- **ЗАДАНИЯ**:
1) Замените «Волоколамск» на «Можайск» и перепишите отрывок о войне от «Григорий Свирский: А» до «не была взята.».
2) Допишите отрывок о войне, начав сразу после его последнего предложения.

Директива приказывала лишь нанести удары авиацией на глубину 100-150 км, разбомбить Кенигсберг и Мемель. Но эта директива была издана слишком поздно. Инициатива была захвачена гитлеровцами. Немецкая авиация еще на рассвете 22 июня начала бомбить советские аэродромы. К полудню 22 июня советская авиация потеряла 1200 самолетов, из них было уничтожено на земле 800.
Положение, сложившееся к исходу первого дня войны, исключало возможность вести наступательные действия. Необходимо было немедленно организовать оборону. Однако в 21 ч. 15 мин. 22 июня нарком обороны отдал военным советам Северо Западного, Западного и Юго-Западного фронтов директиву на наступление. Но этот приказ был абсолютно нереален и невыполним”.


Таковы факты, как их изложил в своей книге ''22 июня 1941'' историк Александр Некрич.

Иван Толстой: Продолжает тему писатель Григорий Свирский. Беседу с ним в нью-йоркской студии ведет Владимир Юрасов.

Григорий Свирский: А затем началась война, попал я в Школу авиационных специалистов.

Владимир Юрасов: ШМАСС?

Григорий Свирский: ШМАСС, да. Был я сперва обучен на моториста, а потом в полку получил специальность стрелка-моториста, потому что стрелков убивали очень часто. Пришлось воевать в Белоруссии, где отступал я от Мозаря до Орла за 125-м полком, о котором вспоминаю с добрым чувством, там было много хороших людей. Затем я попал на фронт, под Волоколамск, во время первого зимнего наступления. Я увидел, как из-за одного населенного пункта, это даже не деревня, а пять обгорелых печей, положили две сибирские дивизии, 30 тысяч солдат, потому что командующий доложил Сталину утром, что деревня взята. А она не была взята.
Затем, после новой перекомплектовки, я был направлен на Волховский фронт, где мне пришлось встретиться с армией генерала Власова, вырвавшейся из окружения. И зрелище этих солдат, брошенных на произвол судьбы, тоже оставило зарубку на сердце на всю жизнь. А потом нас подняли по тревоге и повезли неизвестно куда. Нас привезли на аэродром под Мурманск, бог весть куда - на аэродром Ваенга севернее Мурманска. Это было столпотворение, я никогда не видел столько самолетов на крошечной площадке, потому аэродром этот был срезанная заключенными сопка. Садились и поперек, и вдоль, потому что аэродром непрерывно бомбили. Сколько там побилось при посадке, это ни в сказке сказать, ни пером описать. И мы стали североморцами. Хотя воевали на колесных самолетах над морем, причем над Баренцевым морем, упасть в которое никому не рекомендовалось, потому что вода зимой плюс 4 градуса. По точным подсчетам наших медиков - шесть минут - и паралич сердца. Это, конечно, подкосило наш полк довольно быстро. Потому что аэродром Ваенга защищал Мурманск, где разгружались караваны. До конца войны я был на Северном флоте, но в 1944 году судьба моя изменилась, потому что начала выходить газета ''Североморский летчик''. Меня приказом командующего флотом перевели в эту газету.

- **ИСХОДНЫЙ МАТЕРИАЛ**:
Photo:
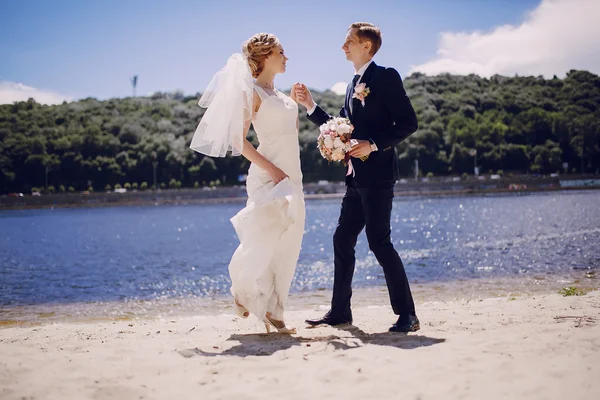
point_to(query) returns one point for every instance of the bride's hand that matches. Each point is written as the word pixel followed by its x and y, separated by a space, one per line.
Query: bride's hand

- **ОТВЕТЫ К ЗАДАНИЯМ**:
1)
Григорий Свирский: А затем началась война, попал я в Школу авиационных специалистов.

Владимир Юрасов: ШМАСС?

Григорий Свирский: ШМАСС, да. Был я сперва обучен на моториста, а потом в полку получил специальность стрелка-моториста, потому что стрелков убивали очень часто. Пришлось воевать в Белоруссии, где отступал я от Мозаря до Орла за 125-м полком, о котором вспоминаю с добрым чувством, там было много хороших людей. Затем я попал на фронт, под Можайск, во время первого зимнего наступления. Я увидел, как из-за одного населенного пункта, это даже не деревня, а пять обгорелых печей, положили две сибирские дивизии, 30 тысяч солдат, потому что командующий доложил Сталину утром, что деревня взята. А она не была взята.

2)
Иван Толстой: Рассказывал писатель Григорий Свирский, запись 1975 года. В том же 75-м парижский журнал “Континент” опубликовал статью Абдурахмана Авторханова “Закулисная история пакта Молотов-Риббентроп”. Отрывки из нее читает диктор Свободы.

Диктор: “На рассвете 22 июня 1941 года немецкие самолеты, заправленные советским бензином, начали на широком фронте бомбить советские города. За ними двинулись германские танки, заправленные тем же советским бензином. Под прикрытием этих танков двинулась и германская пехота, которая ела советский хлеб.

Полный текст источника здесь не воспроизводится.